▸ **Source passage**
----------
If you can ensure that the machine learning model can explain decisions, the following traits can also be checked more easily (Doshi-Velez and Kim 2017):

  • Fairness: Making sure the predictions are unbiased and not discriminating against protected groups (implicit or explicit). An interpretable model can tell you why it decided that a certain person is not worthy of a credit and for a human it becomes easier to judge if the decision was based on a learned demographic (e.g. racial) bias.
  • Privacy: Ensuring that sensitive information in the data is protected.
  • Reliability or Robustness: Test that small changes in the input don’t lead to big changes in the prediction.
  • Causality: Check if only causal relationships are picked up. Meaning a predicted change in a decision due to arbitrary changes in the input values are also happening in reality.
  • Trust: It is easier for humans to trust a system that explains its decisions compared to a black box.

When we don’t need interpretability.

The following scenarios illustrate when we don’t need or even don’t want interpretability for machine learning models.

Interpretability is not required if the model has no significant impact. Imagine someone named Mike working on a machine learning side project to predict where his friends will go to for their next vacation based on Facebook data. Mike just likes it to surprise his friends with educated guesses where they’re going on vacation. There is no real problem if the model is wrong (just a little embarrassment for Mike), it is also not problematic if Mike can’t explain the output of his model. It’s perfectly fine not to have any interpretability. The situation would change when Mike starts building a company around these vacation destination predictions. If the model is wrong, the company will lose money, or the model could refuse services to people based on some learned racial bias. As soon as the model has a significant impact, either financially or socially, the interpretability becomes relevant.
----------
▸ **Goal of the exercise**
Quote the full passage on machine learning interpretability word for word before going on to the items.

▸ **Data**
----------
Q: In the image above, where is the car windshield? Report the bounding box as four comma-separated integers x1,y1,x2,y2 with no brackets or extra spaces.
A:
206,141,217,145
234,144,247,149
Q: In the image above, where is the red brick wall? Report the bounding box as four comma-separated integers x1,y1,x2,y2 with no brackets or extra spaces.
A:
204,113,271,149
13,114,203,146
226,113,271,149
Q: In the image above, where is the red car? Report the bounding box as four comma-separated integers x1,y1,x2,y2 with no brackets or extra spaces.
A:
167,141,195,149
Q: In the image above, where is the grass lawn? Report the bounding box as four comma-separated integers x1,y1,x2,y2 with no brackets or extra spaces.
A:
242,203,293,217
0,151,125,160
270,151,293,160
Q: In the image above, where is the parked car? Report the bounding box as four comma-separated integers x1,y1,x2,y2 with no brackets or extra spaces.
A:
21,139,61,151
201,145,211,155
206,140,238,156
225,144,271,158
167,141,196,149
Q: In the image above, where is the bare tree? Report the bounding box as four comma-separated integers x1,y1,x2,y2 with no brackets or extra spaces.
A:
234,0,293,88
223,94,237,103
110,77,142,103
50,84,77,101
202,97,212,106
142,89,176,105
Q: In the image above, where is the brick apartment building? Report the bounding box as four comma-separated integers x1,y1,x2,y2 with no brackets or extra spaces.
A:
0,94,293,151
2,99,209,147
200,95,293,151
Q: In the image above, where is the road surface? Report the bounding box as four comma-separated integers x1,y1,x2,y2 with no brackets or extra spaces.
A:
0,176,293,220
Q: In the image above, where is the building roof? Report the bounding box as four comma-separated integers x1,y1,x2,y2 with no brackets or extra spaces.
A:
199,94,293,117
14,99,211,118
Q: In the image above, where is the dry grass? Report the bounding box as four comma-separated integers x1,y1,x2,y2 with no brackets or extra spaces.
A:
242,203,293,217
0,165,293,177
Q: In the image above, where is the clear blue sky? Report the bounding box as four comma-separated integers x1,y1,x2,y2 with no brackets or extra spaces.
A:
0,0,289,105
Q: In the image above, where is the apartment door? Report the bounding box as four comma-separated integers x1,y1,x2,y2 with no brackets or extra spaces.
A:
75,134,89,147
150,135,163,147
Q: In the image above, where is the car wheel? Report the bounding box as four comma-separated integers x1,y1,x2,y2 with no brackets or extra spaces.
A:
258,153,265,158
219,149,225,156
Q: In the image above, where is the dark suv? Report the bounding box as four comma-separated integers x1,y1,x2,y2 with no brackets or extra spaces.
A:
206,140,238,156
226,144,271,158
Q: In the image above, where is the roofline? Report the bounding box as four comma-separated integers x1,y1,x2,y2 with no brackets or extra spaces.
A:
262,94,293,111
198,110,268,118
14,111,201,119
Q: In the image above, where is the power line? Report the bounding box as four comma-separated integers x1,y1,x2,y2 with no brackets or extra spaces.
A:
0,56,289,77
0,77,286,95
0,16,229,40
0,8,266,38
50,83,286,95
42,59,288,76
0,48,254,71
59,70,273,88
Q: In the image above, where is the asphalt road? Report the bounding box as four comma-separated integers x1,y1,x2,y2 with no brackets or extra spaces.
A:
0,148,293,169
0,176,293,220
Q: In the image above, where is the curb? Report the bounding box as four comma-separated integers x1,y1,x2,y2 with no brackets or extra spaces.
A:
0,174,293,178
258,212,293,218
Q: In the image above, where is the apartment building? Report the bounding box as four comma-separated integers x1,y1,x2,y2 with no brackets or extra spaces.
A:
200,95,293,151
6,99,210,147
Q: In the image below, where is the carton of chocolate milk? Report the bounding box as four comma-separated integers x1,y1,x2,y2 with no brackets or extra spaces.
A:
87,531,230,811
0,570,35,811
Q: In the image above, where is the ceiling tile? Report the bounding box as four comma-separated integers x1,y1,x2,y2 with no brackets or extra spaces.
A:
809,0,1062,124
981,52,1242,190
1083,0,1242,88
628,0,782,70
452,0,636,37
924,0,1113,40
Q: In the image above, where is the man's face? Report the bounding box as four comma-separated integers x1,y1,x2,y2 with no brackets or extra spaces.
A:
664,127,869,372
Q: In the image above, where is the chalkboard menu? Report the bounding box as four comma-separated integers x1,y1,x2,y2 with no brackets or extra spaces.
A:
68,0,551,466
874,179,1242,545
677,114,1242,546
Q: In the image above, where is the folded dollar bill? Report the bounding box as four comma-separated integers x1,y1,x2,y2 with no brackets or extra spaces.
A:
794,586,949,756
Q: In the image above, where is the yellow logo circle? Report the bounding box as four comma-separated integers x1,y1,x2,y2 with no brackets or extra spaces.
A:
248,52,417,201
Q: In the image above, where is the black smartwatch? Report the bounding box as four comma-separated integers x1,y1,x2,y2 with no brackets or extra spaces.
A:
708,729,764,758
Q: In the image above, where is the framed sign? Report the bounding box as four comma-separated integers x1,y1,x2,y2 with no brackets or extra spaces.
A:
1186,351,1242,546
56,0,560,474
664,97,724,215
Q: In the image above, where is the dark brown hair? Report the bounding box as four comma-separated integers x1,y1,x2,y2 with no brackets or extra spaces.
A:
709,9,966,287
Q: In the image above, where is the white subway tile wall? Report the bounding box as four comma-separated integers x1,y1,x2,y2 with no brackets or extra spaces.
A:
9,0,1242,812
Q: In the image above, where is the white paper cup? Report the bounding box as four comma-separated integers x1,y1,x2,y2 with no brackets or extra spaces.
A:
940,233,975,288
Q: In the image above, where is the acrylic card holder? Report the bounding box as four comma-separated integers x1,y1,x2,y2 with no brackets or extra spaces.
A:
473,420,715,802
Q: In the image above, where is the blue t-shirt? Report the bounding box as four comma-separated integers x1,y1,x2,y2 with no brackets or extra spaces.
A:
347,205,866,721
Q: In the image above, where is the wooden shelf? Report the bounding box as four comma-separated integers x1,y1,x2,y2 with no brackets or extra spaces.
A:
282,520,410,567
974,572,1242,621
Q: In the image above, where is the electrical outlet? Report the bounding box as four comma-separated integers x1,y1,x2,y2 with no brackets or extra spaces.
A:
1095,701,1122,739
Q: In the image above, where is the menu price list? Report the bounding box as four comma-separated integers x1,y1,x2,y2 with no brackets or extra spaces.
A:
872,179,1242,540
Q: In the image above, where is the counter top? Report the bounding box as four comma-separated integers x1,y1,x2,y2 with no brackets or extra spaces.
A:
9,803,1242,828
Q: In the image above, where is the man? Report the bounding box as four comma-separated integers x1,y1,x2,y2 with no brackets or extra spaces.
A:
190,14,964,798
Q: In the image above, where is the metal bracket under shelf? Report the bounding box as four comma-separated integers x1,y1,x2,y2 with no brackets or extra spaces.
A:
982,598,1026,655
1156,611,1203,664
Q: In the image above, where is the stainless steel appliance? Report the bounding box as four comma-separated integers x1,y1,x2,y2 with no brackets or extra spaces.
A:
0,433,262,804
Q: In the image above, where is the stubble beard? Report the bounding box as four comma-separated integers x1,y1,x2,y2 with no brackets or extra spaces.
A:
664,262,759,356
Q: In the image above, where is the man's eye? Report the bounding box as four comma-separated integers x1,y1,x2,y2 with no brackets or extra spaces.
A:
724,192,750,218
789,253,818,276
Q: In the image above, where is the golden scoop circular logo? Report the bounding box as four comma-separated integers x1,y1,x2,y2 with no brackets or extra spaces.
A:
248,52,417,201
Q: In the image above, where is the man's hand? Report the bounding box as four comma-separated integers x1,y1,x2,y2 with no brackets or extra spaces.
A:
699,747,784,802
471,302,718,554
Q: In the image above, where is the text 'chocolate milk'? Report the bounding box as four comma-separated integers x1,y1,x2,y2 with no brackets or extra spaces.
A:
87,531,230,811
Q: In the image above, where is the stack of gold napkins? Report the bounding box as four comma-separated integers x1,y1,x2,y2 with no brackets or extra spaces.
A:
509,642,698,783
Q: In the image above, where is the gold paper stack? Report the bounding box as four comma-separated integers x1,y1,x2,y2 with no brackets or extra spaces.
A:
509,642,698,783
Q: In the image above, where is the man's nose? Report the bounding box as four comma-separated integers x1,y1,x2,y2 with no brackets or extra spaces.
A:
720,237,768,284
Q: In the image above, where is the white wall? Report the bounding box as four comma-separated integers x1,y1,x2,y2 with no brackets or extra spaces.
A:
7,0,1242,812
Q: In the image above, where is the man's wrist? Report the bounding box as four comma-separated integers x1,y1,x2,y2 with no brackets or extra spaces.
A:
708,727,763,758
----------
▸ **Exercise result**
If you can ensure that the machine learning model can explain decisions, the following traits can also be checked more easily (Doshi-Velez and Kim 2017):

  • Fairness: Making sure the predictions are unbiased and not discriminating against protected groups (implicit or explicit). An interpretable model can tell you why it decided that a certain person is not worthy of a credit and for a human it becomes easier to judge if the decision was based on a learned demographic (e.g. racial) bias.
  • Privacy: Ensuring that sensitive information in the data is protected.
  • Reliability or Robustness: Test that small changes in the input don’t lead to big changes in the prediction.
  • Causality: Check if only causal relationships are picked up. Meaning a predicted change in a decision due to arbitrary changes in the input values are also happening in reality.
  • Trust: It is easier for humans to trust a system that explains its decisions compared to a black box.

When we don’t need interpretability.

The following scenarios illustrate when we don’t need or even don’t want interpretability for machine learning models.

Interpretability is not required if the model has no significant impact. Imagine someone named Mike working on a machine learning side project to predict where his friends will go to for their next vacation based on Facebook data. Mike just likes it to surprise his friends with educated guesses where they’re going on vacation. There is no real problem if the model is wrong (just a little embarrassment for Mike), it is also not problematic if Mike can’t explain the output of his model. It’s perfectly fine not to have any interpretability. The situation would change when Mike starts building a company around these vacation destination predictions. If the model is wrong, the company will lose money, or the model could refuse services to people based on some learned racial bias. As soon as the model has a significant impact, either financially or socially, the interpretability becomes relevant.